- _TASK STATEMENT_
Reproduce verbatim the lines below, from the line with "Each instance of the long" to the line with "Each instance of the baby in", including both of those lines.

- _EXTRACTED INFORMATION_
......

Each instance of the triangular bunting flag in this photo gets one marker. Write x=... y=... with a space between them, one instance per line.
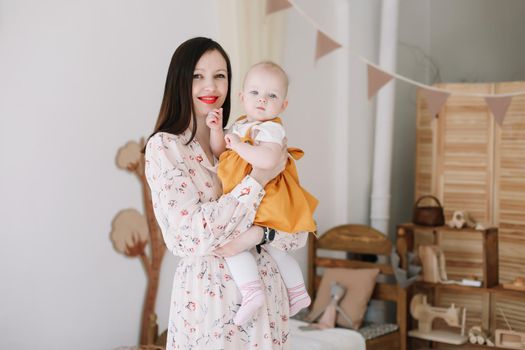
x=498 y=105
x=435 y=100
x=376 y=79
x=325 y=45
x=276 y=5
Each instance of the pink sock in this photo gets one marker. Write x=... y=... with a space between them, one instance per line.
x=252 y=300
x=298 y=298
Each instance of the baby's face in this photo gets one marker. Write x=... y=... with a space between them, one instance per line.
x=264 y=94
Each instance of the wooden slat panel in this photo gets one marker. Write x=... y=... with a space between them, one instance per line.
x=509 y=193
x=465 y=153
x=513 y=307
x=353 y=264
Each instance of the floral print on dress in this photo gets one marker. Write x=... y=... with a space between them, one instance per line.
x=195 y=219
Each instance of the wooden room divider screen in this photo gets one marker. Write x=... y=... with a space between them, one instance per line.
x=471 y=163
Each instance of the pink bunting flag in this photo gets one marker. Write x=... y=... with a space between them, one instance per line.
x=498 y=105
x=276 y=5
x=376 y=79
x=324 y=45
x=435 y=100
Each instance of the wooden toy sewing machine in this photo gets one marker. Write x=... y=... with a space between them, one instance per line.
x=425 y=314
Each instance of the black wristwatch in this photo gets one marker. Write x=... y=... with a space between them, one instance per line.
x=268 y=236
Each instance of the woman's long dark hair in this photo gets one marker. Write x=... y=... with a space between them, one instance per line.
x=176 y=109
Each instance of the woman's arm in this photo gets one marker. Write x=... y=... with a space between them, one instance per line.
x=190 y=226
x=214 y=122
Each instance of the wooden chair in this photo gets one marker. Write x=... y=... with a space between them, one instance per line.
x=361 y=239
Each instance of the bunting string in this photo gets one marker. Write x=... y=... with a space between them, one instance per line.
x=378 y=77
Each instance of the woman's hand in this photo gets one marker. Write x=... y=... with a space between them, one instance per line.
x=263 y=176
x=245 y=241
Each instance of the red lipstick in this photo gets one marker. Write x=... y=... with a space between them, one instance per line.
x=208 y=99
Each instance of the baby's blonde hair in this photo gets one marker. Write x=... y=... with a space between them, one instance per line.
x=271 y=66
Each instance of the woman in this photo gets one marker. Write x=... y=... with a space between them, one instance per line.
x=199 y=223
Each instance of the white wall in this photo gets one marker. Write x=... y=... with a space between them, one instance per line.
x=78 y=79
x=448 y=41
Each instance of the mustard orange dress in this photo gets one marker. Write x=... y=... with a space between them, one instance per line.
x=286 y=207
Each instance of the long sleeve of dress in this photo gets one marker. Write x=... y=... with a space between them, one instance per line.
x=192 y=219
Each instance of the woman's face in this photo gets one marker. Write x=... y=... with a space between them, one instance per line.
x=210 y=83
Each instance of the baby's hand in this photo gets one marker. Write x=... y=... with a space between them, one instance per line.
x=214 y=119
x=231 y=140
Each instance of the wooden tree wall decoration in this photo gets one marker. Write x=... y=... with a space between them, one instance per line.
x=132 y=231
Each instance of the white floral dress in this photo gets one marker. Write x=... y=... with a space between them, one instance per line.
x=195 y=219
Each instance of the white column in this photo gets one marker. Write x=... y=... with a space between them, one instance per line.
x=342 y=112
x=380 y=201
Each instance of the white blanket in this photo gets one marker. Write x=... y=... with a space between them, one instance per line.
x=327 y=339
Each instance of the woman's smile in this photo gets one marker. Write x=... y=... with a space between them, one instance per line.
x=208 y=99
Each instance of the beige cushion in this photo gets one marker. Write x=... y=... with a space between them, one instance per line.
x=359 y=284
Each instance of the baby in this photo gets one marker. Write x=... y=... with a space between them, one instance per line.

......

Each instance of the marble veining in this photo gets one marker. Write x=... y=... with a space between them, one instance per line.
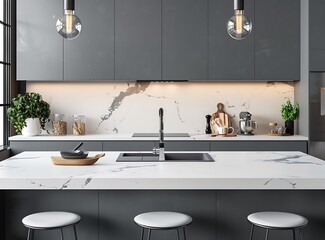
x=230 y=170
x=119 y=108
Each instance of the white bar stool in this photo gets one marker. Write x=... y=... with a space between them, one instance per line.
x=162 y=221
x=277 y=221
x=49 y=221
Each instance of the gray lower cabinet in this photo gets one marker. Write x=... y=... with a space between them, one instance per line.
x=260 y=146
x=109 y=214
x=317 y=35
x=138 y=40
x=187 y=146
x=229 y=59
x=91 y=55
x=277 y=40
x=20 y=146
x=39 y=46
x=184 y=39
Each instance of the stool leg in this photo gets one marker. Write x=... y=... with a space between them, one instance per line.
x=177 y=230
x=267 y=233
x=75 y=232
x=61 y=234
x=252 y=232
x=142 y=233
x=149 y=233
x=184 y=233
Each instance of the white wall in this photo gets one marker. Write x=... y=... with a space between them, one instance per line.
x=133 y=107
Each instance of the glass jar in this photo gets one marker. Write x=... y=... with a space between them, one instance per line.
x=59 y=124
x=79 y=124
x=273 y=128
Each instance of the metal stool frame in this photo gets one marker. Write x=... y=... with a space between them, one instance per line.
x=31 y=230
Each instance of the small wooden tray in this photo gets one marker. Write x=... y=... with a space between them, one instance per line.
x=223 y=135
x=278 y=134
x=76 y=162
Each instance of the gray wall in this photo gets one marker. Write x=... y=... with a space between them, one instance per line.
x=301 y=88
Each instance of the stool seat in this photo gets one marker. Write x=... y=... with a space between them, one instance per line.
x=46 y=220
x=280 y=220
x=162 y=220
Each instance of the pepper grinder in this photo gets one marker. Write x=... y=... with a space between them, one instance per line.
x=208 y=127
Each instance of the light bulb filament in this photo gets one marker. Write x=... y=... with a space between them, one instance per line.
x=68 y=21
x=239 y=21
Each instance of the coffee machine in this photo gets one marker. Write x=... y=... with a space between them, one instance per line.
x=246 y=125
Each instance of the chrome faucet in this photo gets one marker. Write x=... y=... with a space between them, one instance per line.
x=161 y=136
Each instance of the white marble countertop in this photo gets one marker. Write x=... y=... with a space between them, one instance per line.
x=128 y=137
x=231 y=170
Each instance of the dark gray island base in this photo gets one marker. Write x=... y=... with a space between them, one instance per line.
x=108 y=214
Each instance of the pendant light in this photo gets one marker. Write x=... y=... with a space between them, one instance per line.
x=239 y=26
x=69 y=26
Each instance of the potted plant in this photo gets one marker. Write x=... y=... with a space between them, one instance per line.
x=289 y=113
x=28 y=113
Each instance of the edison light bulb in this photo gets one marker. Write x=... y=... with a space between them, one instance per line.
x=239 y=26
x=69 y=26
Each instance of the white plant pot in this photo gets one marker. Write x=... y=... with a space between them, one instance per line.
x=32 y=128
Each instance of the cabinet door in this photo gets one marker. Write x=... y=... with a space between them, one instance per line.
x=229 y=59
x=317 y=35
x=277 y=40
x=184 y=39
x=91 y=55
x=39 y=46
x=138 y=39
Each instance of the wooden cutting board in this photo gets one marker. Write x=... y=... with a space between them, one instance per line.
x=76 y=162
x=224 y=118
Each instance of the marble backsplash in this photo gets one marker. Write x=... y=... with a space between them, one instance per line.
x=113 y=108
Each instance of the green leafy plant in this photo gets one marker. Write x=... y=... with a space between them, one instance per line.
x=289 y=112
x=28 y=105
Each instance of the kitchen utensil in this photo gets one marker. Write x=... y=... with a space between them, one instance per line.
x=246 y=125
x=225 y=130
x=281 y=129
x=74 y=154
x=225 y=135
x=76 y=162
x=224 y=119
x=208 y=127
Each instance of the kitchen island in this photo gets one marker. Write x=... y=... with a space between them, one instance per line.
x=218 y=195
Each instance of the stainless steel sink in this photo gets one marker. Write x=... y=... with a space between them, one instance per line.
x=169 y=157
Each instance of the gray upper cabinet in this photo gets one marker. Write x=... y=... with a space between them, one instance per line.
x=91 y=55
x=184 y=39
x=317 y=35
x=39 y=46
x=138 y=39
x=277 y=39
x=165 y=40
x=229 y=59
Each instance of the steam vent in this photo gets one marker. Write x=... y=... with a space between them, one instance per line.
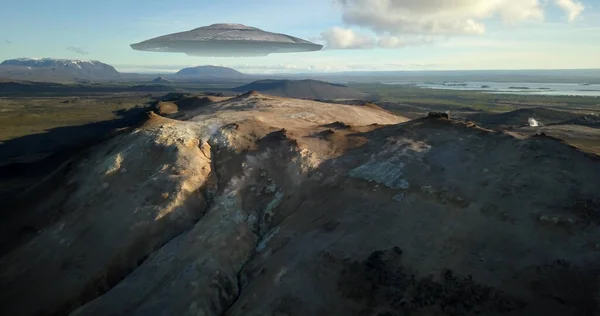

......

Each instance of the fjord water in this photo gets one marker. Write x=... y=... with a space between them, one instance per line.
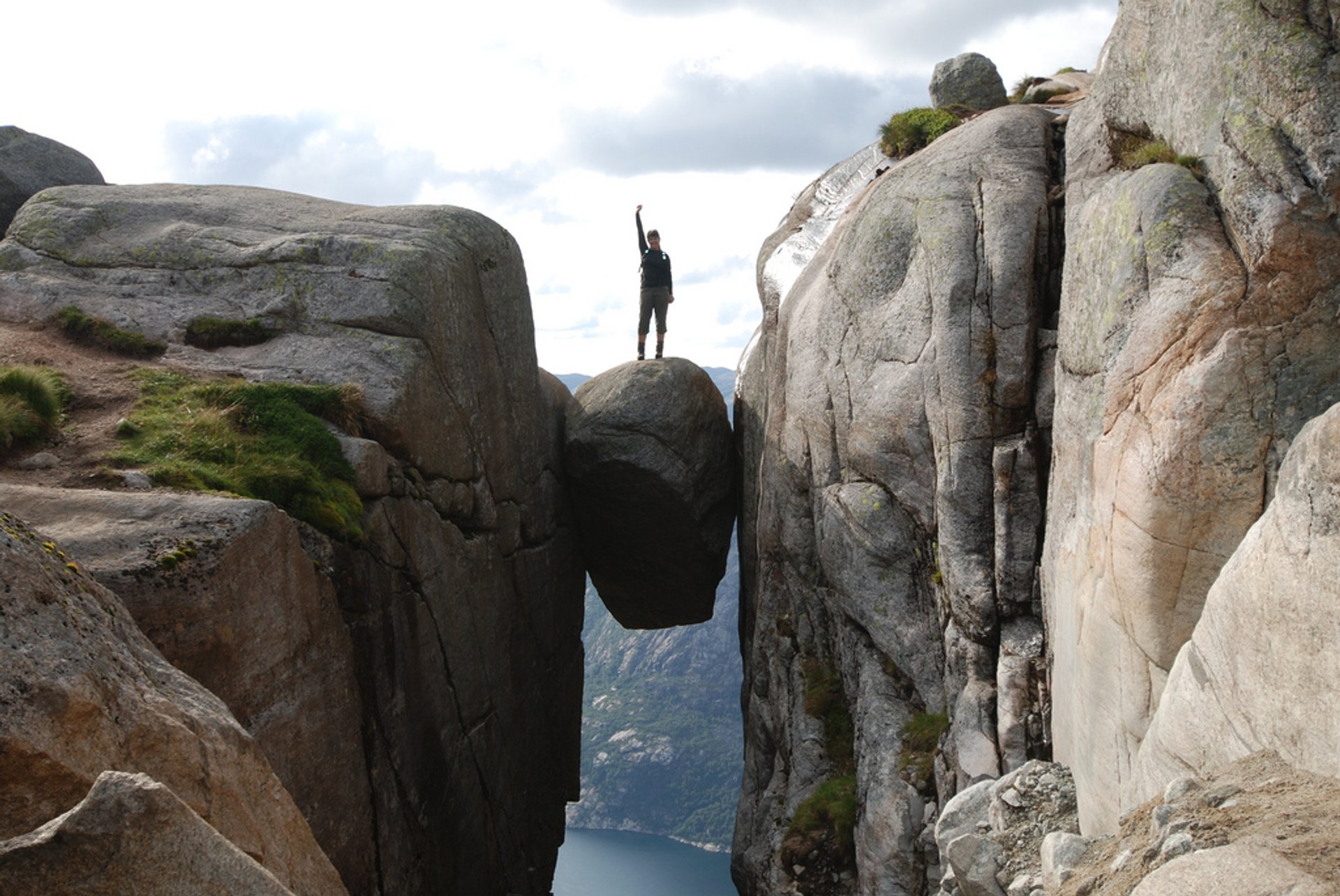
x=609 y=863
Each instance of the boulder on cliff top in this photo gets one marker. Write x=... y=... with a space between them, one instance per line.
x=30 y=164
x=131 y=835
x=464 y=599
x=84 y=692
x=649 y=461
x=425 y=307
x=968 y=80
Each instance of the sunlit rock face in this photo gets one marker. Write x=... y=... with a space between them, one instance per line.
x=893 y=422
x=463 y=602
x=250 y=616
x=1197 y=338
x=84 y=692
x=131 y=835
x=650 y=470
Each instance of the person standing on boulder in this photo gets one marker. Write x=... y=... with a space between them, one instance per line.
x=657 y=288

......

- _COMPLETE RESPONSE_
Each instance of the long sleeve of dress in this photo gets one marker. Write x=... y=... with a space between them, one instance per line.
x=192 y=219
Each instance of the woman's face in this photo gets one marker. Write x=... y=... with a space between them, one instance per line.
x=210 y=83
Each instance of the baby's hand in this photo gets one marker. Write x=... y=... with a space between them, one instance per line.
x=214 y=119
x=231 y=140
Each instance of the wooden tree wall decoration in this photo gets one marker. Write x=... y=... with a space between them, one instance per line.
x=132 y=231
Each instance of the white floral dress in this photo gets one marker. Write x=... y=... with a space between them, one instance per line.
x=195 y=219
Each instance of the white column in this photo gets one marker. Write x=... y=... with a space between them, one instance per line.
x=342 y=112
x=380 y=201
Each instance of the white blanket in this photo gets one marker. Write x=... y=... with a space between them, one instance per line.
x=327 y=339
Each instance of the woman's smile in this photo gets one marker. Write x=... y=... with a space between them, one instance per line.
x=208 y=99
Each instance of the beige cushion in this photo gets one marker. Write x=... y=... with a space between them, one instance per line.
x=359 y=284
Each instance of the baby in this photo gets one marker. Write x=... y=... with a space between them, one instance per line.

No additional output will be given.